Starting at the beginning of the records and ending at the line that contains "88 73 L 119", write out those lines again with "instance" switched to "occurrence" and everything else unchanged.
#### SUPPLIED DATA ####
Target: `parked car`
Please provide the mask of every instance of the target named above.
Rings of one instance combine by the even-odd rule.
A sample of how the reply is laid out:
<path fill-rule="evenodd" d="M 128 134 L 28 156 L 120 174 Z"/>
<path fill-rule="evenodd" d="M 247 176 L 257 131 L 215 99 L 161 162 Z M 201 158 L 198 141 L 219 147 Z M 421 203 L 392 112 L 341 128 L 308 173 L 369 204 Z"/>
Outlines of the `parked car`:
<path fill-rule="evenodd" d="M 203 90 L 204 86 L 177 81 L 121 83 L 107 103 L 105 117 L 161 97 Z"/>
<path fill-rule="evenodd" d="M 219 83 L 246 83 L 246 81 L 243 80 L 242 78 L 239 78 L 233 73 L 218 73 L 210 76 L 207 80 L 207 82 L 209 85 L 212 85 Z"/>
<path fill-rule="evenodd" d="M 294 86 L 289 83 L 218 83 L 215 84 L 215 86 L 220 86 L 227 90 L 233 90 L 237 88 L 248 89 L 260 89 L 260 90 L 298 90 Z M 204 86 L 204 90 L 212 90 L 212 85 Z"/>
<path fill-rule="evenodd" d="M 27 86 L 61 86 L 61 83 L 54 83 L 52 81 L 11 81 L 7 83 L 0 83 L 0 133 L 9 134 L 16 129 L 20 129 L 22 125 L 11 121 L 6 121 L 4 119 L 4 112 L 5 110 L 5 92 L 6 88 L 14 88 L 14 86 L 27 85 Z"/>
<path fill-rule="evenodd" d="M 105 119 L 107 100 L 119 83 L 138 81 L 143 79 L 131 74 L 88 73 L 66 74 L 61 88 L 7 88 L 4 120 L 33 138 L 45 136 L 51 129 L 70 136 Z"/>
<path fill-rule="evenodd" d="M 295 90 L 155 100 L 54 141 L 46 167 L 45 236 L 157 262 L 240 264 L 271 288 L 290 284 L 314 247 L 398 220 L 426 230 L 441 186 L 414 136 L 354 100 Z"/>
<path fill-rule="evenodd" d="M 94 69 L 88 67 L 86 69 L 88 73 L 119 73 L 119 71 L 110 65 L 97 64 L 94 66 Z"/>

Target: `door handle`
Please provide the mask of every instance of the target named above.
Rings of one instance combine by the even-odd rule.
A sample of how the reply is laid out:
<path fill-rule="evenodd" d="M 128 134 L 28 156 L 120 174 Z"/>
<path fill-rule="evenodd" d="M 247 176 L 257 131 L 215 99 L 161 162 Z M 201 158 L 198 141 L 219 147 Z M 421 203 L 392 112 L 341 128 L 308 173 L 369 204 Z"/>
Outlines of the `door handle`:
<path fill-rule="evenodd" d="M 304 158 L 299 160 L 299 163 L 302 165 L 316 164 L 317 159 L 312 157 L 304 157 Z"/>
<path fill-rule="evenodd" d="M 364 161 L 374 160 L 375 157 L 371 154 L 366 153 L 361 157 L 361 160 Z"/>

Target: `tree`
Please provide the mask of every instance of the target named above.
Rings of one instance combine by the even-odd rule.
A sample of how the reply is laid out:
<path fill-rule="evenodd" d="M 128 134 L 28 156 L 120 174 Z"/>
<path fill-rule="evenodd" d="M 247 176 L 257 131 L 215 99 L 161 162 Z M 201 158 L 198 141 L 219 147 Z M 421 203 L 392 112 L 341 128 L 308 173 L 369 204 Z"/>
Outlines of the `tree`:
####
* [SOLUTION TO THE EXERCISE]:
Target: `parked car`
Please provide the mask of every occurrence of the target named above.
Rings of one occurrence combine by the even-odd rule.
A sample of how the reply is laid out:
<path fill-rule="evenodd" d="M 128 134 L 28 156 L 120 174 Z"/>
<path fill-rule="evenodd" d="M 247 176 L 257 131 L 215 99 L 161 162 Z M 201 158 L 198 141 L 219 147 Z M 421 203 L 392 112 L 341 128 L 308 173 L 369 204 Z"/>
Outlines of the `parked car`:
<path fill-rule="evenodd" d="M 203 90 L 204 86 L 177 81 L 121 83 L 107 103 L 105 117 L 161 97 Z"/>
<path fill-rule="evenodd" d="M 219 83 L 246 83 L 246 81 L 243 80 L 242 78 L 239 78 L 233 73 L 218 73 L 210 76 L 207 80 L 207 82 L 209 85 L 212 85 Z"/>
<path fill-rule="evenodd" d="M 294 86 L 289 83 L 218 83 L 215 84 L 215 86 L 220 86 L 227 90 L 233 90 L 237 88 L 248 89 L 260 89 L 260 90 L 298 90 Z M 204 86 L 204 90 L 212 90 L 212 85 Z"/>
<path fill-rule="evenodd" d="M 27 86 L 61 86 L 61 83 L 54 83 L 52 81 L 11 81 L 7 83 L 0 83 L 0 133 L 9 134 L 16 129 L 20 129 L 22 125 L 11 121 L 6 121 L 4 119 L 4 112 L 5 110 L 5 92 L 6 88 L 14 88 L 14 86 L 27 85 Z"/>
<path fill-rule="evenodd" d="M 105 119 L 107 100 L 119 83 L 138 81 L 143 79 L 131 74 L 88 73 L 66 74 L 61 88 L 7 88 L 4 120 L 33 138 L 45 136 L 51 129 L 70 136 Z"/>
<path fill-rule="evenodd" d="M 295 90 L 155 100 L 54 141 L 46 167 L 45 236 L 157 262 L 240 264 L 271 288 L 290 284 L 314 247 L 398 220 L 426 230 L 441 186 L 414 136 L 354 100 Z"/>
<path fill-rule="evenodd" d="M 94 69 L 88 67 L 86 69 L 88 73 L 119 73 L 119 71 L 110 65 L 97 64 L 94 66 Z"/>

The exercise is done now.